§ **PASSAGE PROVIDED**
________________________
The ongoing fighting in South Sudan continues to put the people living in the country at risk, as well as the people trying to provide humanitarian assistance. Its impact has extended beyond the young country’s borders and into neighboring Ethiopia, Kenya and Uganda.
Hospitals run by the medical NGO Doctors Without Borders (MSF) have experienced attacks and evidence of patients murdered in their hospital beds. The challenge to provide medical aid coupled with insecurity and poor living conditions in camp are making for a worrying combination says the group.
“This lack of respect for medical care has deprived people lifesaving care at a time they need it most,” said Chris Lockyear, MSF’s operations manager for South Sudan, in a press call last week.
Equally concerning is what MSF sees as a lack of respect for humanitarian actors and medical facilities. On February 22, the MSF team working at the Malakal teaching hospital discovered fourteen dead bodies. The evidence suggested that they were shot dead in their hospital beds, said Lockyear. A similar report from Bor in December cited patients killed in their beds.
In another incident earlier this year, a team working in Unity State were forced to evacuate when fighting began to affect the hospital, leaving thousands of people with no access to medical care. MSF staff are back working at the hospital, but the situation remains tenuous.
________________________
§ **DATA SECTION**
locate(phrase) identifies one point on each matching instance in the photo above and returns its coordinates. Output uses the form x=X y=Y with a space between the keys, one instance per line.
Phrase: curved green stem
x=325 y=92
________________________
§ **WORK REQUIRED**
List every country named in the passage about the fighting in South Sudan.

§ **OUTPUT**
South Sudan, Ethiopia, Kenya, Uganda